REQUIREMENTS: List each line in the records below that contains the string "wall". Case counts.

SUPPLIED RECORDS:

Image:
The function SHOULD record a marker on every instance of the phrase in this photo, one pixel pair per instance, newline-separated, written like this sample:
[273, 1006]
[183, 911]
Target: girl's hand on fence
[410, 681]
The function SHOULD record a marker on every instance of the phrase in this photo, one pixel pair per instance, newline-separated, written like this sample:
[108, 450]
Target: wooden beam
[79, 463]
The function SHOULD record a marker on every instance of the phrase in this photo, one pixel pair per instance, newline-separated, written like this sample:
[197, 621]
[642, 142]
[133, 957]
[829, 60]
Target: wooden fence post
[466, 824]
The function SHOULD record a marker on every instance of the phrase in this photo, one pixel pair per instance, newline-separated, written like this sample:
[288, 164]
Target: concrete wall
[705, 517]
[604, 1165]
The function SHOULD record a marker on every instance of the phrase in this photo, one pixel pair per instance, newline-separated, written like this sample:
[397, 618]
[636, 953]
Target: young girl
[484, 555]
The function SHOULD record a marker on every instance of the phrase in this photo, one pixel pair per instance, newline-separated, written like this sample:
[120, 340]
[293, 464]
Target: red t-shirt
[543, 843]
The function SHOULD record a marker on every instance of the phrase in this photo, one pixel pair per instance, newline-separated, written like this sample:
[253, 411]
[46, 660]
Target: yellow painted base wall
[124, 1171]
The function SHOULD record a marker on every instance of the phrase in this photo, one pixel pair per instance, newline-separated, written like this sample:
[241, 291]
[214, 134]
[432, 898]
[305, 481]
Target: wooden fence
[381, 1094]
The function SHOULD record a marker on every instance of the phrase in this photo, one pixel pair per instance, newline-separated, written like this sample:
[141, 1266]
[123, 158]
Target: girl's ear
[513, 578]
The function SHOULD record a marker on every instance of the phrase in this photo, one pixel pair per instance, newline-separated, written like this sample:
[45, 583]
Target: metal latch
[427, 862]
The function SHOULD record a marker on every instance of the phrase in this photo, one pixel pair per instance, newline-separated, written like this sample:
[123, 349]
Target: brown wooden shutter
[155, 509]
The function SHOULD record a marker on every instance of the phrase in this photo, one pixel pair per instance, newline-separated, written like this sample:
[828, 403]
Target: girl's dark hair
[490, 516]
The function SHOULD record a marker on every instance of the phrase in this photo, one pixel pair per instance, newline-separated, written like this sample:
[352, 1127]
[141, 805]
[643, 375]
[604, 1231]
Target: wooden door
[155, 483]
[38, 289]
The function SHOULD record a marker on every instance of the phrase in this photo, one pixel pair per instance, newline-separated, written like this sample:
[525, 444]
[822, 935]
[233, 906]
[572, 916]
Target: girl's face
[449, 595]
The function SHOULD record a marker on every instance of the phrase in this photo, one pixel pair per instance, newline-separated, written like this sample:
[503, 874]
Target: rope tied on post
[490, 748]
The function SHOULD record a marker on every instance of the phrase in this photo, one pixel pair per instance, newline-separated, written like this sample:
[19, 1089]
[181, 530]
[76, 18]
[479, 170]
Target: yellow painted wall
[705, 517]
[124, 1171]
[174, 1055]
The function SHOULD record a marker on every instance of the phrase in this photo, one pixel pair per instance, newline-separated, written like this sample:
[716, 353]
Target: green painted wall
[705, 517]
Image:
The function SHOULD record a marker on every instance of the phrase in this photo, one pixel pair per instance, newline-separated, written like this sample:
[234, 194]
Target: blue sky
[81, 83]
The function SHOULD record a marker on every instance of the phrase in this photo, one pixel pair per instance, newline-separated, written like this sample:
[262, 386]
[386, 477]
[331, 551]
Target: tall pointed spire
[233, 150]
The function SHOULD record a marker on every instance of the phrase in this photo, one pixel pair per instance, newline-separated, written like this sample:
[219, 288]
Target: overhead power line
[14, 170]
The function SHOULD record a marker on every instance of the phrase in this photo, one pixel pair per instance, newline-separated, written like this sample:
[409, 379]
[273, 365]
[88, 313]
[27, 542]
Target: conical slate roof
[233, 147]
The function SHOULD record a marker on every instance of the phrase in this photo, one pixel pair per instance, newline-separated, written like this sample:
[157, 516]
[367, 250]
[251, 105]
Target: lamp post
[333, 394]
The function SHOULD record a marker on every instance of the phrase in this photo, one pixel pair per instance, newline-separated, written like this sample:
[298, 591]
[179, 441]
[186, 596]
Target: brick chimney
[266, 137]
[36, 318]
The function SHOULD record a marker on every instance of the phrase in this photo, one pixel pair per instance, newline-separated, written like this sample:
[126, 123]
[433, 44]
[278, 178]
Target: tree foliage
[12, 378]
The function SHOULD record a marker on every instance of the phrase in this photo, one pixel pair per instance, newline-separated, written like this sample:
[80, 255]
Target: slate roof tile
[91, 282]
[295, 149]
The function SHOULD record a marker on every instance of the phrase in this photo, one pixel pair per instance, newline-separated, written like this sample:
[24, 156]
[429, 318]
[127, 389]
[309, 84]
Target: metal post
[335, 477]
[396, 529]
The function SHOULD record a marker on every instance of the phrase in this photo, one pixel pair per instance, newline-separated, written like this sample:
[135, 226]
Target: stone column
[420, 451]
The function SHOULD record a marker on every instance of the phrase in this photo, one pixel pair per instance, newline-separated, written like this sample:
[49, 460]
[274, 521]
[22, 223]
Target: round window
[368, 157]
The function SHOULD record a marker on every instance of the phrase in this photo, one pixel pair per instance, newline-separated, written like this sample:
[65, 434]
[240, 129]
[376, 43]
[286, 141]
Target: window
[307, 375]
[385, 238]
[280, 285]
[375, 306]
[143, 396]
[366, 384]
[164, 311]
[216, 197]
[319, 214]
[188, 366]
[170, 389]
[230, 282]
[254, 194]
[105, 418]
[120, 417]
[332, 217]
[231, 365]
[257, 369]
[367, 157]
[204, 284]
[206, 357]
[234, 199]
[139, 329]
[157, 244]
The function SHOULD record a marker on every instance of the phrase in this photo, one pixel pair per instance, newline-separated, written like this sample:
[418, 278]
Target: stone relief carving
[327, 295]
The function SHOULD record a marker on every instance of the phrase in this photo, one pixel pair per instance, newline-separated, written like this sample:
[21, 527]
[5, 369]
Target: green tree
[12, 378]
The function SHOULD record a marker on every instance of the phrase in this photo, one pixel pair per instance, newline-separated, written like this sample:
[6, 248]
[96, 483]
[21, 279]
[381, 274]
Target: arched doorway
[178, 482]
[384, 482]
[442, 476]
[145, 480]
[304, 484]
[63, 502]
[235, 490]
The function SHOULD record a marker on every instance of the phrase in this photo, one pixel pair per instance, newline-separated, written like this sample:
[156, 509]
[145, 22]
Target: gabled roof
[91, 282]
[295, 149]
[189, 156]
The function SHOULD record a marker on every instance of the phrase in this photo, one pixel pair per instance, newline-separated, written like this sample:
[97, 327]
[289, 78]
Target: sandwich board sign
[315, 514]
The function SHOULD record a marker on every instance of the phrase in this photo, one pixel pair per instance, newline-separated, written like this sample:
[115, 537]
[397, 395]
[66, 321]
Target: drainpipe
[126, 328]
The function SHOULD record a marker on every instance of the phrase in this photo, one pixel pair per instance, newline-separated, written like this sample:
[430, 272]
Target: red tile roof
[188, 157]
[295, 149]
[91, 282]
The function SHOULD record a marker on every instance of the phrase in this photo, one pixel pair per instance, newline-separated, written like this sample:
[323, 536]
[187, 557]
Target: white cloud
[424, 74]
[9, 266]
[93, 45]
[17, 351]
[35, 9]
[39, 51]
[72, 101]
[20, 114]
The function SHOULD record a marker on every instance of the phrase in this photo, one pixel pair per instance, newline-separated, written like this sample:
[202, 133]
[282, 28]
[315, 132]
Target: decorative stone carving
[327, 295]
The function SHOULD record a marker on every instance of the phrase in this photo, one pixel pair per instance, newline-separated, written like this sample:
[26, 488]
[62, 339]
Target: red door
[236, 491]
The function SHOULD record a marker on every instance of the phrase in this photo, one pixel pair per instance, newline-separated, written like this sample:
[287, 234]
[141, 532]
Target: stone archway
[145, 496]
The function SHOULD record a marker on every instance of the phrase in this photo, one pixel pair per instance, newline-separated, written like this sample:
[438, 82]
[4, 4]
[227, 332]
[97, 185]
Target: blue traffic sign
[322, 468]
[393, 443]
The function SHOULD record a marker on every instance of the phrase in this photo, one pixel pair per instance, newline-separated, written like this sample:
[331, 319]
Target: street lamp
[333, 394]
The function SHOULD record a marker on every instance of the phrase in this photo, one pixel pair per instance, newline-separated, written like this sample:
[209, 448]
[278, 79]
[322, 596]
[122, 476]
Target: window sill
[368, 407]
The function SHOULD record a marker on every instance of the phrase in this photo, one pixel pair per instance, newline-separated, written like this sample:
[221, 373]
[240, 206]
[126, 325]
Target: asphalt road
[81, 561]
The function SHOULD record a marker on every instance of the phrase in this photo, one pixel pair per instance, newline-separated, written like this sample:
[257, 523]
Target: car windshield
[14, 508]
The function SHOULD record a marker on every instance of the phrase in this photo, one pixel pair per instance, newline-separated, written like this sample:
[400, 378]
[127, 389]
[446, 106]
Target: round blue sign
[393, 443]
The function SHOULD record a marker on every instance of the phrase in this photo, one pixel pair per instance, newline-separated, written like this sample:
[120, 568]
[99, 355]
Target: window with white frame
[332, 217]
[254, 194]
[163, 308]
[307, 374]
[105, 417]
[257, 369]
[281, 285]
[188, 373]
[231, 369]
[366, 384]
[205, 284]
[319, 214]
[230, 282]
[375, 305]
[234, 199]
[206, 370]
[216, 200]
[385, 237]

WORKED ANSWER:
Target: concrete wall
Target: yellow painted base wall
Target: yellow painted wall
Target: green painted wall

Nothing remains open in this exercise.